─── Document extract
After a busy weekend I finally have a minute to share an experience with the sheer logistical aid offered by social networks – chiefly blogs and Twitter – during one student’s journey in writing her eminent person speech on Margret Rey, author of the Curious George books.
During our conference last week concerning her plans for both Night of the Notables address, as well as her ideas for a learning centre on Margaret Rey, Katie expressed an interest in using her speech to focus on a particular aspect of Rey’s life. After discussing ways to frame both the evening’s performance aspects and learning center, Katie set out to brainstorm ideas for each, and blogged a modest request to aid in the writing of her speech:
What people don’t know is that Margret Rey was Jewish and born in Germany in the early 1900’s. By the late 1930’s she was living and producing books in Paris with her husband. In 1941, Paris was proclaimed an open city, just waiting for German invasion. Margret and H.A Rey needed to get out of France fast.
They set out on what would became the biggest adventure of their life, carrying only some food, clothes, money, and the manuscripts for their books. Riding a couple of used bikes, the two rode South through France, eventually getting on a train to Lisbon, Portugal, then boarding a steamship across the Atlantic to Rio, Brazil. After four long months of travel, they reached New York where they began getting their childrens’ stories published.
I want to zero in on the moment when the couple realized they had to leave their home in France and journey to New York with their few possessions. I am looking for input on what this moment would be like. Escaping the Nazis, pedaling into the distance, not sure what you will find… I live in Vancouver and have no idea what it would be like to realize that you have to flee your home to escape war.
That same afternoon I sent a link to Katie’s post out to my Twitter followers, asking that they retweet the message to anyone who might help (in all fairness, I zeroed in on three particular Twitterers I believed to live and work in Germany, and sent the request specifically to them (again asking that the message be retweeted)).
Now, I have approximately 230 Twitter followers, which is perhaps above average for teachers new to Twitter, but the result of being an active member of a community of educators that encircles the globe. I RT content from the people I follow, comment on their blogs, and link to them in my own blogging; if their classes are involved in projects, I “point” to them on Twitter or the blog. In short, I try to Pay It Forward, in some small way, every day. So when I come to ask, on behalf of a student like Katie, as I did last week, for people to help send a message to aid in someone’s learning, a few people do. In fact, three people do.
──────
─── Provided information
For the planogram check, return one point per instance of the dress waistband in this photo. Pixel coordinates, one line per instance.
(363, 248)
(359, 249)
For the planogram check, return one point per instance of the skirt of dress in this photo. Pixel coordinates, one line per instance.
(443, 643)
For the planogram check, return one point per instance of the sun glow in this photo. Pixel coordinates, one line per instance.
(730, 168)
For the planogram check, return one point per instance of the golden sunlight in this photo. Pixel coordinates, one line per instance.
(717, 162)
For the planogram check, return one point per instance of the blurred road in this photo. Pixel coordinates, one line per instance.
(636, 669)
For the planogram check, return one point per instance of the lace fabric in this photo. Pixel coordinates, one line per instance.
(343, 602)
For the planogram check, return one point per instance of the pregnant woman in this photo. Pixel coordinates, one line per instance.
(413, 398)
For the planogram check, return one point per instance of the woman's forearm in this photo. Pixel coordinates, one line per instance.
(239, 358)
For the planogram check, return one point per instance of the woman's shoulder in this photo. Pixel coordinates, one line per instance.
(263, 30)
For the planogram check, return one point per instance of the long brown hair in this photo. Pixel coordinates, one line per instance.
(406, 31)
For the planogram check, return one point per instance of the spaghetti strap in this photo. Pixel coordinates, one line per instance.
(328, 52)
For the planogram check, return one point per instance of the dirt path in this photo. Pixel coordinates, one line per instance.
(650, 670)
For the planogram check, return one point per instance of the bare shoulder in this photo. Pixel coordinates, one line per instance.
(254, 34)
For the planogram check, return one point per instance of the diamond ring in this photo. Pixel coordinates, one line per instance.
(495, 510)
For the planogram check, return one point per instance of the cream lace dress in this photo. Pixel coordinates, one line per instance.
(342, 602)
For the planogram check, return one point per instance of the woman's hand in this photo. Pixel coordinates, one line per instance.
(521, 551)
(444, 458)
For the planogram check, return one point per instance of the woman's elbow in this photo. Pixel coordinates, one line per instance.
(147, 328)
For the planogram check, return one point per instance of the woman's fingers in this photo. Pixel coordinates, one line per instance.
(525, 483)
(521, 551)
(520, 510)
──────
In the post about a student's speech on Margret Rey, about how many Twitter followers does the writer have?

* **Solution below**
Approximately 230.